**SET TASK:**
In the mailing-list excerpt below, what happens in zsh when the function is suspended with ^Z?

**PASSAGE GIVEN:**
□ □ □ □ □ □ □
On Mon, 20 Feb 2012 14:02:59 +0100
Vincent Lefevre <vincent@xxxxxxxxxx> wrote:
> foo() { emacs "$@"; d=`date`; echo "$d"; }
> and the following test under X (so that Emacs uses its own window,
> or you can try with another X application):
> 1. Run foo.
> 2. Type ^Z in the terminal.
> 3. Type: fg [Return].
> 4. Quit Emacs.
> 5. Type: echo "$d" [Return].
> With zsh, the whole function is suspended. The effect is that zsh is
> forked (this is not documented, though can be guessed), thus $d will
> not be set in the main shell (Step 5: nothing is displayed).

Yes, this is long-standing behaviour that's never been described.  I've
tried to document it.

> BTW, concerning zsh, if the behavior is regarded as correct, a fork
> is still done even when the suspended command is the last one in the
> function, e.g.
>   foo() { emacs "$@"; }

There's certainly no good reason for trying to make a special case
here; it's complicated for very little gain.

> Is the fork really necessary?
□ □ □ □ □ □ □
**SOURCE EXCERPT:**
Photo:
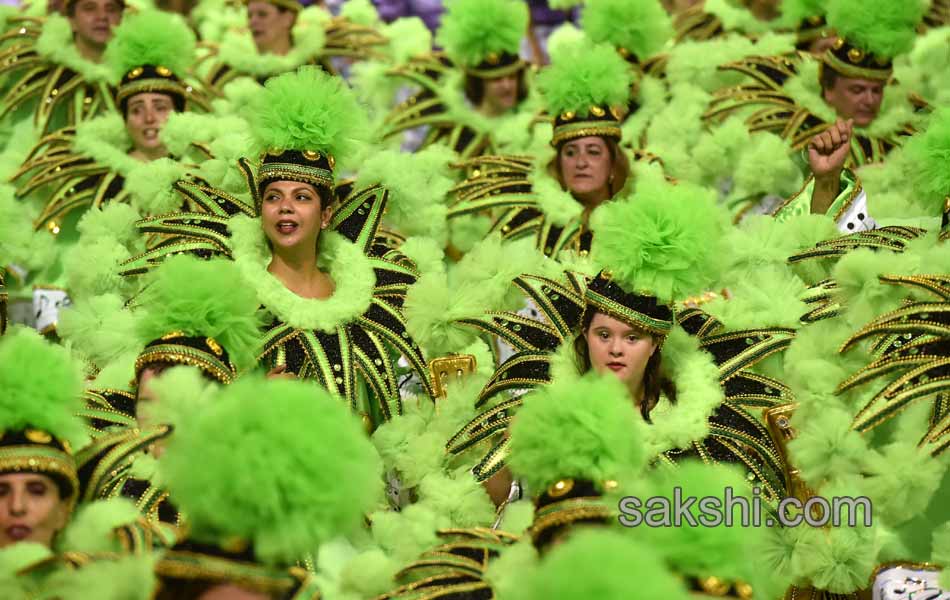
□ □ □ □ □ □ □
**RESULT:**
The whole function is suspended and zsh is forked, so $d is not set in the main shell.